(Testo dell'esercizio):
┄┄┄┄┄┄
Un rompicapo su cui si è lanciato un giovane ministro di prima nomina, Renaud Dutreil, 44 anni, giurista, vicino ai centristi dell'Udf, gli alleati scomodi di Chirac. Si occupa del dicastero della Funzione pubblica e della Riforma dello Stato. «L'obiettivo è fare in pochi mesi quello che non si è riusciti a fare in tanti anni di dibattiti. Ci muoviamo su tre direttrici : il decentramento a regioni e dipartimenti, la ripartizione di risorse anche a livello locale, la gestione delle risorse umane, secondo criteri di produttività e meritocrazia analoghi al settore privato. Napoleone ci ha lasciato in eredità una struttura piramidale a immagine della struttura militare e anche un corporativismo medievale, con un migliaio di vere e proprie corporazioni, ciascuna con proprie regole, carriere, funzioni, stipendi. Si rischia la necrosi. Oggi è impossibile spostare un impiegato da un ministero all'altro o anche all'interno di uno stesso ministero».

Le corporazioni sono anche potentissime, come i sindacati. In Francia si discute ancora di servizio minimo e della retribuzione dello sciopero.
«Al servizio minimo ci stiamo arrivando anche nei trasporti. Le giornate di sciopero non saranno più pagate. E infatti ci sono meno scioperi. Ma il problema è come ridurre i costi. Lo Stato francese significa quasi cinque milioni di addetti, un quinto della forza lavoro del Paese, il più alto rapporto di insegnanti per allievo in Europa (oltre un milione), quasi il 46 per cento del prodotto interno lordo. La scommessa è come ridurre il personale, garantendo servizi laddove la domanda sociale è in crescita: istruzione, ricerca, sanità, sicurezza, giustizia»

E come pensate di vincerla?
«Già nel 2003 sono stati soppressi centomila posti. Entro il 2005, 65 mila funzionari andranno in pensione e almeno diecimila non verranno sostituiti. Altri risparmi verranno ottenuti con il taglio della spesa corrente, riduzione di sprechi, privatizzazione di servizi, vendita del patrimonio immobiliare. Lo Stato francese possiede 40 milioni di metri quadri, quasi un metro per cittadino. Molti ministeri sono alloggiati in palazzi di pregio nei centri storici, nobili, bellissimi, ma inefficienti e costosi».

In che modo pensate di aumentare la produttività?
┄┄┄┄┄┄
(Insieme di dati):

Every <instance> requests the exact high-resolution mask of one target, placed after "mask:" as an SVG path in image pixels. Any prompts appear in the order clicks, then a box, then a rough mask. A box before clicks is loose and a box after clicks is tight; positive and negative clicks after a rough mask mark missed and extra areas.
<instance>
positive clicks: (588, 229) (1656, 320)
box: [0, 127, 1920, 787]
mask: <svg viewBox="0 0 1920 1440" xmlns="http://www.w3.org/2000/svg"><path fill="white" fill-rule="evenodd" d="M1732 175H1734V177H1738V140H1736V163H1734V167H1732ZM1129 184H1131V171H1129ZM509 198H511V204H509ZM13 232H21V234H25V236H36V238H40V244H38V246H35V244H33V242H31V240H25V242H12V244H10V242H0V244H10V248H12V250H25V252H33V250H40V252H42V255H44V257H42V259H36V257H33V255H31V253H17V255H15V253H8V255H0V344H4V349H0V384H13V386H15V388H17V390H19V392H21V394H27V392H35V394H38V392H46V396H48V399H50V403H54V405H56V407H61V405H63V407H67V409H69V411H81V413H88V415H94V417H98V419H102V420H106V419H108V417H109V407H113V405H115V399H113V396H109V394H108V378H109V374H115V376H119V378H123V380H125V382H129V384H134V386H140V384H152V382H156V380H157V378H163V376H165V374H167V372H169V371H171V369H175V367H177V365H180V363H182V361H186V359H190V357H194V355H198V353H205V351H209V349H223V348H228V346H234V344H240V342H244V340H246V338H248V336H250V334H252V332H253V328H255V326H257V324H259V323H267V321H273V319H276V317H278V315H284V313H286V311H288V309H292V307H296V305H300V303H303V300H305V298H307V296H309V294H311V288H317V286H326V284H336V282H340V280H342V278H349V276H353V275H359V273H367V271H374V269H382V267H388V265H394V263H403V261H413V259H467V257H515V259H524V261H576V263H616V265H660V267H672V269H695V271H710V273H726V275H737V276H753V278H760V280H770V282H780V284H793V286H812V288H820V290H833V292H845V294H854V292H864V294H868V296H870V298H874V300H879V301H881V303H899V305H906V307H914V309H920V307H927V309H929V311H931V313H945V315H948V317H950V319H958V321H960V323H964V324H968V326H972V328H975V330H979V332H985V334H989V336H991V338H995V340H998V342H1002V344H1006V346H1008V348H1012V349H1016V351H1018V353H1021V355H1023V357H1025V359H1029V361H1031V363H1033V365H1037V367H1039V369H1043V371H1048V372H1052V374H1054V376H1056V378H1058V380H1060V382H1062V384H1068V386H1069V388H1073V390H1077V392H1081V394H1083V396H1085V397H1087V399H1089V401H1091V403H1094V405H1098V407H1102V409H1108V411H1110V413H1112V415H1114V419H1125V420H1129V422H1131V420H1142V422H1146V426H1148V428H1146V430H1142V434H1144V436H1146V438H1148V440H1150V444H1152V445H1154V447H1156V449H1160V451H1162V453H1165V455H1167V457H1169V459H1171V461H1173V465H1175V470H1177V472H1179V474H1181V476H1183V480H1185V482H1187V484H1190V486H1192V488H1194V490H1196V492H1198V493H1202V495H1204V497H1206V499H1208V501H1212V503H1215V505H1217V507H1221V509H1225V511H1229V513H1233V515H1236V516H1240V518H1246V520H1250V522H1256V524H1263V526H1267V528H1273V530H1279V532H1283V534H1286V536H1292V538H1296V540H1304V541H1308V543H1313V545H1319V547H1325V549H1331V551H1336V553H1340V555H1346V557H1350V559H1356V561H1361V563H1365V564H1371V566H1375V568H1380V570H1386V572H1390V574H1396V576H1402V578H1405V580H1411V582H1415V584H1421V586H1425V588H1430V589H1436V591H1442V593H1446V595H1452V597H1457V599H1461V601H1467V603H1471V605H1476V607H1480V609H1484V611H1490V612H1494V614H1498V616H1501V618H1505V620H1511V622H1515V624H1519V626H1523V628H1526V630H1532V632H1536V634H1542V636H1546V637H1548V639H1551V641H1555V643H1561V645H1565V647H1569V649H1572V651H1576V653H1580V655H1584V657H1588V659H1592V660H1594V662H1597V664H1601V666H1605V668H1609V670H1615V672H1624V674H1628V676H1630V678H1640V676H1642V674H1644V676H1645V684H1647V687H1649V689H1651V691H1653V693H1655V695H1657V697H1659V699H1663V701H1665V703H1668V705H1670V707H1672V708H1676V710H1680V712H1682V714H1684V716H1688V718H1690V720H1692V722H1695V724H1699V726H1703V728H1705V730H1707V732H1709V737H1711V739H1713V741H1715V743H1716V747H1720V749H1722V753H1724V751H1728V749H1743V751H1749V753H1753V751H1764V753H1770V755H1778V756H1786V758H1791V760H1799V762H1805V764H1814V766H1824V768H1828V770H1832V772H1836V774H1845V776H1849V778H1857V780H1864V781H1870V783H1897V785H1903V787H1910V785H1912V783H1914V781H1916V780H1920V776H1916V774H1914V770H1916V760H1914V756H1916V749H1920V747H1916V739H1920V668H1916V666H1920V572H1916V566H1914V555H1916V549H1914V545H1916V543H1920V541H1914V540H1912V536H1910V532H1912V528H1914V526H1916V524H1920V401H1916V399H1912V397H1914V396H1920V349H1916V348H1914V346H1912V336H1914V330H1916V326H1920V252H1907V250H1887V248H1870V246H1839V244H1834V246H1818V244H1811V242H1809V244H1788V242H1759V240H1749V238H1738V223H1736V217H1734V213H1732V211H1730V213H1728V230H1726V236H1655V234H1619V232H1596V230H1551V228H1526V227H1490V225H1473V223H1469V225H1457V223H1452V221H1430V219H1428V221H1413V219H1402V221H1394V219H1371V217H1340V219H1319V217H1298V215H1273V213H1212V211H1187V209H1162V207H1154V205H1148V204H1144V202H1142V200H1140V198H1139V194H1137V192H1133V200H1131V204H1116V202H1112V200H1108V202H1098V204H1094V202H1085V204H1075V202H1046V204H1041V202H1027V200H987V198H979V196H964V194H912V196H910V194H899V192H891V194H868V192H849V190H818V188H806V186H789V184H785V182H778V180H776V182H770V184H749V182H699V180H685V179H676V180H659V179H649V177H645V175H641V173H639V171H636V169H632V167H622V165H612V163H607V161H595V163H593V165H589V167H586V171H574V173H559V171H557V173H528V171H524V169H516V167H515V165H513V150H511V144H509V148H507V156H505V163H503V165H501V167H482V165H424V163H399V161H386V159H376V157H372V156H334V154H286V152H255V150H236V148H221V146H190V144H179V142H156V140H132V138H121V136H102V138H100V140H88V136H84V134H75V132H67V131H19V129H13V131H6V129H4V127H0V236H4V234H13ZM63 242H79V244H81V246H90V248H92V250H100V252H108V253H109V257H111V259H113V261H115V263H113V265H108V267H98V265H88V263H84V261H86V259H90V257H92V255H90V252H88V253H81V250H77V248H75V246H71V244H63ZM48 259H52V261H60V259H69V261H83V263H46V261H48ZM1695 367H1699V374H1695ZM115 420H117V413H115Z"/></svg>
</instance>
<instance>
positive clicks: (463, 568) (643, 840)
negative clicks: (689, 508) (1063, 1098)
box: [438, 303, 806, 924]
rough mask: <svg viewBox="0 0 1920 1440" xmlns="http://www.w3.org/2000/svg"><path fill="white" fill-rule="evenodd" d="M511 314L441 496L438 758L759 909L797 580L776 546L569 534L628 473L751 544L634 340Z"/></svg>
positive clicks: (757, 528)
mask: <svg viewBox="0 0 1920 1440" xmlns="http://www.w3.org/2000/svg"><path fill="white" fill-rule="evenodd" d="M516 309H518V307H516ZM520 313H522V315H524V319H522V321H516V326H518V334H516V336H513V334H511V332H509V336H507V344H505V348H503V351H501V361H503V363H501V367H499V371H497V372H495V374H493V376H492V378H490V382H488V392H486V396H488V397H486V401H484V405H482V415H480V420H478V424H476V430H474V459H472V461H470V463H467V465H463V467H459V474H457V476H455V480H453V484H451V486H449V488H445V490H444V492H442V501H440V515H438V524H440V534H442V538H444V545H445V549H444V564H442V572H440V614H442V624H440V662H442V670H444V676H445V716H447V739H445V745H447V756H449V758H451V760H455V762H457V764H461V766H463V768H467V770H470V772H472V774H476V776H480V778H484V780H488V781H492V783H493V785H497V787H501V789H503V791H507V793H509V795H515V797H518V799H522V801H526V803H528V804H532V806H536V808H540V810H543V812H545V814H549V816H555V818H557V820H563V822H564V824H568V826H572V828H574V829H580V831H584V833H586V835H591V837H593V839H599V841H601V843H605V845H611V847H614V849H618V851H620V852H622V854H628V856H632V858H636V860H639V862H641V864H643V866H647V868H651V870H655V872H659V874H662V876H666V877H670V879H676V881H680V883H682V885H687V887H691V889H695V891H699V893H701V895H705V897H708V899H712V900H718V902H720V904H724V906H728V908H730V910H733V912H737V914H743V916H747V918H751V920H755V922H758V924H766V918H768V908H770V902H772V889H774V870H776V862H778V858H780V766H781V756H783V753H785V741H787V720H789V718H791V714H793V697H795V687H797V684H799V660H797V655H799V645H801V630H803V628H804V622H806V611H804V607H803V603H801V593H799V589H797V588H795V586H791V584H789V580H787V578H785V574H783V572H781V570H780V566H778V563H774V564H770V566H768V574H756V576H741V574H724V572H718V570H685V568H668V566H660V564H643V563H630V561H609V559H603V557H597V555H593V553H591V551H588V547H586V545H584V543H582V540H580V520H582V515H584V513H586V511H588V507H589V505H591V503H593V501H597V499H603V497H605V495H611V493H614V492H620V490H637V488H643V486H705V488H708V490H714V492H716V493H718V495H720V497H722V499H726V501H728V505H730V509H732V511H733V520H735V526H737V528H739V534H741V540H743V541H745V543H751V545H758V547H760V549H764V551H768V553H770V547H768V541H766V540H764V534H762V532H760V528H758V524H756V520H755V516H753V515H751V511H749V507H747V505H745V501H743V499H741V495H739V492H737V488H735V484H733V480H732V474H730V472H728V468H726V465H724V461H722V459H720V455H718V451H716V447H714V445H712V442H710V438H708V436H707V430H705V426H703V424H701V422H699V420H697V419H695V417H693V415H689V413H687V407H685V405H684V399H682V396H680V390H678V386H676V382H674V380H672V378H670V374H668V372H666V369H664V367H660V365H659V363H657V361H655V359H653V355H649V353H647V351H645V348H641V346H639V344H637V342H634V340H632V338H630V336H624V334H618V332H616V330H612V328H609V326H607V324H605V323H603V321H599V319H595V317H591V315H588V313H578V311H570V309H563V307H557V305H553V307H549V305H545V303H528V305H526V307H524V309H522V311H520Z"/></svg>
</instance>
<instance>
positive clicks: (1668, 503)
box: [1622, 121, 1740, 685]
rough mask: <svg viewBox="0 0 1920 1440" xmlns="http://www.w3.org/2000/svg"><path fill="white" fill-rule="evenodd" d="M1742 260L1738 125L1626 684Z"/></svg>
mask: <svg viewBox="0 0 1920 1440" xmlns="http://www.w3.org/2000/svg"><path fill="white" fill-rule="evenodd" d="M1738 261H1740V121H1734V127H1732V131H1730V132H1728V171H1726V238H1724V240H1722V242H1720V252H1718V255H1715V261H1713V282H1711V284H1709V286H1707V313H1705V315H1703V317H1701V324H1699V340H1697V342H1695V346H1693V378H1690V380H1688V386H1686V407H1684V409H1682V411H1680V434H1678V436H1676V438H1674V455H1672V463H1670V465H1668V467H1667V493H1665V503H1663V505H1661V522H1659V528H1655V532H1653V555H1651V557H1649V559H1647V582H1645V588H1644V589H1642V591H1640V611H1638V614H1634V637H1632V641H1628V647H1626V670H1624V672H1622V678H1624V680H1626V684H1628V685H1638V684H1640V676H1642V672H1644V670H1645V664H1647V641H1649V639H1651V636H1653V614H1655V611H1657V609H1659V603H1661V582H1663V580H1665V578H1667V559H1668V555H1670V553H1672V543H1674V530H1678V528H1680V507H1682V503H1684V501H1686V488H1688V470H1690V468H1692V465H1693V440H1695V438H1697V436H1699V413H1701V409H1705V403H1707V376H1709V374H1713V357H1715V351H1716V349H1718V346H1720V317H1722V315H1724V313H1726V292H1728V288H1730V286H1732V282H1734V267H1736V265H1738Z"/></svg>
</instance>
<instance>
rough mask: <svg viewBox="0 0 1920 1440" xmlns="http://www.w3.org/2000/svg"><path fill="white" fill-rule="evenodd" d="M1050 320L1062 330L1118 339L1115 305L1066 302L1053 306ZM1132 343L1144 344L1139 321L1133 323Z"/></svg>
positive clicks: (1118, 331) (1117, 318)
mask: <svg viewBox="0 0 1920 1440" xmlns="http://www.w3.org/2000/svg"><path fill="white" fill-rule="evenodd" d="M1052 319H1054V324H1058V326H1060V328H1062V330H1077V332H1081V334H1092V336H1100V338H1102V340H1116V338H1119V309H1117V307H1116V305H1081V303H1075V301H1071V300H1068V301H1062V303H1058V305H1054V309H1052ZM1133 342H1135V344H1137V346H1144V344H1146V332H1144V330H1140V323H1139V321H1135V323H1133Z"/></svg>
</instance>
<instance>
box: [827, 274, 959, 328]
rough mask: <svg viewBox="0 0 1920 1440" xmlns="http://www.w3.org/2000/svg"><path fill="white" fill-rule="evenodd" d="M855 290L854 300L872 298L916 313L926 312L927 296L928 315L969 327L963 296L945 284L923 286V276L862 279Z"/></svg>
┄┄┄┄┄┄
(Parti dell'esercizio):
[A] Elenca tutti i settori in cui, secondo il testo dell'esercizio, la domanda sociale è in crescita.
[B] Rispondi alle seguenti domande sul testo dell'esercizio:
(i) Quanti anni ha Renaud Dutreil?
(ii) Quanti posti sono stati soppressi nel 2003?
(iii) Quanti metri quadri possiede lo Stato francese?
[C] Per favore, duplica dal testo dell'esercizio tutto ciò che va da "E come pensate" giù fino a "aumentare la produttività?".

(Risultati):
[A] istruzione, ricerca, sanità, sicurezza, giustizia

[B]
(i) 44 anni
(ii) Centomila
(iii) 40 milioni

[C]
E come pensate di vincerla?
«Già nel 2003 sono stati soppressi centomila posti. Entro il 2005, 65 mila funzionari andranno in pensione e almeno diecimila non verranno sostituiti. Altri risparmi verranno ottenuti con il taglio della spesa corrente, riduzione di sprechi, privatizzazione di servizi, vendita del patrimonio immobiliare. Lo Stato francese possiede 40 milioni di metri quadri, quasi un metro per cittadino. Molti ministeri sono alloggiati in palazzi di pregio nei centri storici, nobili, bellissimi, ma inefficienti e costosi».

In che modo pensate di aumentare la produttività?